Stated goal:
Please reproduce every record, keeping each one exactly as written.

Input rows:

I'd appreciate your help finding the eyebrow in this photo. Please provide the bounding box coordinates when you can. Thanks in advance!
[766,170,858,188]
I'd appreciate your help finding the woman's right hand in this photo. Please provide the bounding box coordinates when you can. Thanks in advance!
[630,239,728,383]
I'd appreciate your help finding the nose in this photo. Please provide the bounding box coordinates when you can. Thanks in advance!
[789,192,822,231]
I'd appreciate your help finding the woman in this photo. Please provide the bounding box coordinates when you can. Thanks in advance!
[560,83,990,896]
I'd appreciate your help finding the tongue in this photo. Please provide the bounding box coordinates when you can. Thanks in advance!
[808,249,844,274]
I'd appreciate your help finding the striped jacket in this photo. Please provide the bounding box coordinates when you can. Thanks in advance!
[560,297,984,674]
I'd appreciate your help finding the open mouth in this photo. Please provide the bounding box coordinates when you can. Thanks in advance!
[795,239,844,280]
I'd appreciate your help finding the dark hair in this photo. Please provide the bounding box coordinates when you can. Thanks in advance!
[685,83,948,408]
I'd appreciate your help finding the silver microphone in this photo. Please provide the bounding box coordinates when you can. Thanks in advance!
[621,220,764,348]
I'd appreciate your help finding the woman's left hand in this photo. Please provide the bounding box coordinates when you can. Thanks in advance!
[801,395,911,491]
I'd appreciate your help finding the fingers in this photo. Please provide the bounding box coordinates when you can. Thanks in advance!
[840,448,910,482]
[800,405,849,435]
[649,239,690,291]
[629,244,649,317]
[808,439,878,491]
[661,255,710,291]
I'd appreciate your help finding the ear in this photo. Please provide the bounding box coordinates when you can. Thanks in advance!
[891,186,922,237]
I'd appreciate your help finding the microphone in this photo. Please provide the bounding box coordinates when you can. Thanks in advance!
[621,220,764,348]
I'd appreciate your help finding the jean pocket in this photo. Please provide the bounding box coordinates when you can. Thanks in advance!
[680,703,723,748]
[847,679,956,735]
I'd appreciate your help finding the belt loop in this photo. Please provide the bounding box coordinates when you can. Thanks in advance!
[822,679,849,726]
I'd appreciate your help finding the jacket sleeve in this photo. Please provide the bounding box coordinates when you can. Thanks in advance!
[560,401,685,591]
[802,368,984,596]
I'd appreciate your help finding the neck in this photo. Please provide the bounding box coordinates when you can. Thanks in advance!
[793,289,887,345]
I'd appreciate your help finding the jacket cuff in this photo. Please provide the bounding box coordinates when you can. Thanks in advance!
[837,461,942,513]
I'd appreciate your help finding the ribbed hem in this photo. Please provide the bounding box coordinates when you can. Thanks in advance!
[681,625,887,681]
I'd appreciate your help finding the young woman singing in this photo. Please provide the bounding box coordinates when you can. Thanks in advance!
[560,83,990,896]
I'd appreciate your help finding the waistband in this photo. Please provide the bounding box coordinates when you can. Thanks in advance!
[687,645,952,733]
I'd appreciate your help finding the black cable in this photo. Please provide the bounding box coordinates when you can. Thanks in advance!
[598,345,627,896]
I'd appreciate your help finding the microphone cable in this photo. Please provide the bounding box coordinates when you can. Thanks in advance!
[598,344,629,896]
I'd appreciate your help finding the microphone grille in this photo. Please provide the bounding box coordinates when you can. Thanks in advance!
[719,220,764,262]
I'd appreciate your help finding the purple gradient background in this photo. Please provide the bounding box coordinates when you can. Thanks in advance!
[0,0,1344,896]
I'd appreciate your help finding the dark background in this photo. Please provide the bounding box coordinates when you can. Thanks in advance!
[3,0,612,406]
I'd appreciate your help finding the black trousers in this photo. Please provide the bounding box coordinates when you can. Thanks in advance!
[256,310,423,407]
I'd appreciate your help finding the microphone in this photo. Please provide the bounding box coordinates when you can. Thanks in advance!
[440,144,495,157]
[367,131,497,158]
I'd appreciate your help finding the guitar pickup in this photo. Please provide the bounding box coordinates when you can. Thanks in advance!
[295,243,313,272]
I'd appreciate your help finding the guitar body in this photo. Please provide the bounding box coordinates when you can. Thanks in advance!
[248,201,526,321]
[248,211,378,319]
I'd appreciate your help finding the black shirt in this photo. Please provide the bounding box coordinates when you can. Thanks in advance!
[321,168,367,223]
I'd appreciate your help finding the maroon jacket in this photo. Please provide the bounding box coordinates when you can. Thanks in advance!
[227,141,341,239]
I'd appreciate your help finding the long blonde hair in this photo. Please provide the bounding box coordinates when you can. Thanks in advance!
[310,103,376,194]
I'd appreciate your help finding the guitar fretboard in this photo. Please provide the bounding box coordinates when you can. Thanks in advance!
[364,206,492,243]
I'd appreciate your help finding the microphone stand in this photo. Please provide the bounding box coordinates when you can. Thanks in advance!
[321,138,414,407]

Answer to the task:
I'd appreciate your help finding the eyebrow in this photo. Please provide the bounding box coordinates when you can. Thanks in advance!
[766,170,858,188]
I'd appreciate your help finding the woman's right hand in this photo. Please provide the bounding box coordinates when you can. Thanks in advance!
[630,239,728,383]
I'd appreciate your help finding the nose in this photo. Please provide the bounding box coordinates when you can. Thanks in advance!
[789,192,822,231]
I'd appreciate your help finding the woman in this photo. Please provide the bounding box coordinates when you can. Thanks in advance!
[560,83,990,896]
I'd appreciate your help finding the tongue in this photo. Please provide the bounding box coordinates when you can. Thanks in advance!
[808,249,844,274]
I'd appreciate your help finding the striped jacket in this photo. Please provide the bounding box coordinates when you can. Thanks in advance!
[560,297,984,674]
I'd appreciate your help finding the open mouth in this photo. Please provide the bounding box coordinates when you can. Thanks in advance!
[795,239,844,280]
I'd appreciate your help finding the dark hair in this photo. Please provide the bounding box coordinates when you can. Thanks in advance!
[685,83,948,408]
I'd appreciate your help finding the silver microphone in this photo. Please provide the bounding box coordinates when you can. Thanks in advance!
[621,220,764,348]
I'd appreciate your help finding the woman's left hand in this photo. Please provide the bounding box coordinates when you can. Thanks in advance!
[801,395,911,491]
I'd appreciate your help finding the fingers in this photo. Please provide the bounding box coordinates when you can. Thanks in advance!
[840,448,910,482]
[800,405,849,435]
[649,239,690,291]
[629,244,649,317]
[808,439,878,491]
[661,255,710,291]
I'd appreciate your help finding the ear in this photo. Please provide the bounding box coordinates when you can. Thanks in advance!
[891,186,922,237]
I'd appreciate your help finding the microphone in this photo. Please provide the bounding box coordinates when you can. Thanks in advance!
[621,220,764,348]
I'd appreciate your help finding the jean pocket in this photo. Please provide the bounding box coordinates when you can. Thanks in advance!
[680,703,723,748]
[847,679,956,735]
I'd appreciate your help finding the belt loop in this photo. Please provide the bounding box coordinates when you can. Thanks in advance!
[822,679,849,726]
I'd appreciate your help finding the jacket sleeve in this photo. Please provide the bounding box coordinates when you can. Thanks in advance!
[560,401,685,591]
[802,368,984,596]
I'd appreciate your help finding the neck in this photo. Please provide the bounding box coordinates when you can. Thanks in advance!
[793,289,887,345]
I'd appreciate your help finding the jacket cuff in this photo. Please provide the bounding box coordinates when you can. Thanks in advance!
[837,461,942,513]
I'd appreciate your help finding the ribbed hem in this photo. Please provide the bounding box coordinates when you can. Thanks in advance!
[681,625,887,681]
I'd appreciate your help finding the young woman singing in this photo. Please provide the bounding box coordinates when you can. Thanks in advance!
[560,83,990,896]
I'd appreciate your help finding the waistband in this photo. Please provide the bounding box coordinates when you can. Thanks in advance!
[687,645,952,733]
I'd appreciate your help finding the black cable in this photo. Please provide the bounding box coordinates when you can. Thanks in advance!
[598,345,627,896]
I'd appreciate your help finding the microphone cable in this photo. Please provide the bounding box coordinates when you can. Thanks in advance!
[598,344,629,896]
I'd appreciate your help finding the microphone grille in this photo. Please provide the bounding box coordinates when you can. Thanks in advance!
[719,220,764,262]
I'd appreciate your help finding the purple gradient background in this photo. Please provide the bounding box coordinates when you can. Thanks in advance!
[0,0,1344,896]
I'd appreciate your help finding the dark background in this photo. Please provide the bounding box coordinates when you can. Thanks in advance!
[3,0,612,406]
I'd appreciate your help finding the black trousers in this photo. Please provide the bounding box coordinates when you can. Thanks in advance!
[256,310,423,407]
I'd appreciate your help finding the microphone in this photo. Please provide the bounding box coordinates when you can. Thanks in advance!
[440,144,495,157]
[367,131,497,158]
I'd appreciate your help finding the guitar pickup in this photo. Please provide the bounding box coordinates when you can. Thanks in advance!
[295,243,313,272]
I'd appreciate your help finding the guitar body in this photo. Please provide the bounding box coordinates when you can. Thanks in advance!
[248,201,526,321]
[248,211,378,319]
I'd appreciate your help finding the black shirt in this photo. Please provide the bounding box coordinates when you can. Thanks in advance!
[321,168,367,223]
I'd appreciate your help finding the maroon jacket in this photo. Please provide the bounding box coordinates when you can. Thanks in advance!
[227,141,341,239]
I'd appreciate your help finding the long blonde hair in this photo. Please provide the bounding box coordinates when you can. Thanks in advance!
[310,103,376,194]
I'd appreciate your help finding the guitar fretboard in this photo. Please provide the bounding box coordinates when you can. Thanks in advance!
[364,206,492,243]
I'd appreciate your help finding the microphone stand in this photo. Please provide the bounding box coordinates when you can. Thanks in advance!
[321,138,414,407]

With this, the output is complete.